Dataset:
* * *

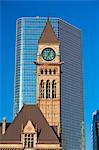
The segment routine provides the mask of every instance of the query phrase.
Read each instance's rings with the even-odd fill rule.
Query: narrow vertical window
[[[53,73],[56,74],[56,69],[53,70]]]
[[[45,69],[45,74],[47,74],[47,69]]]
[[[40,98],[44,98],[44,81],[41,80],[40,83]]]
[[[52,82],[52,98],[56,98],[56,82],[53,80]]]
[[[41,69],[41,74],[43,74],[43,69]]]
[[[51,69],[49,69],[49,74],[52,74],[52,71],[51,71]]]
[[[50,82],[46,81],[46,98],[50,98]]]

* * *

Your instructions: Would you please repeat the lines above exactly, from the first line of the listing through the line holding "Read each instance's", with nothing added and no pictures?

Exercise answer:
The segment routine provides the mask of every instance of the query phrase.
Read each instance's rings with the even-odd fill rule.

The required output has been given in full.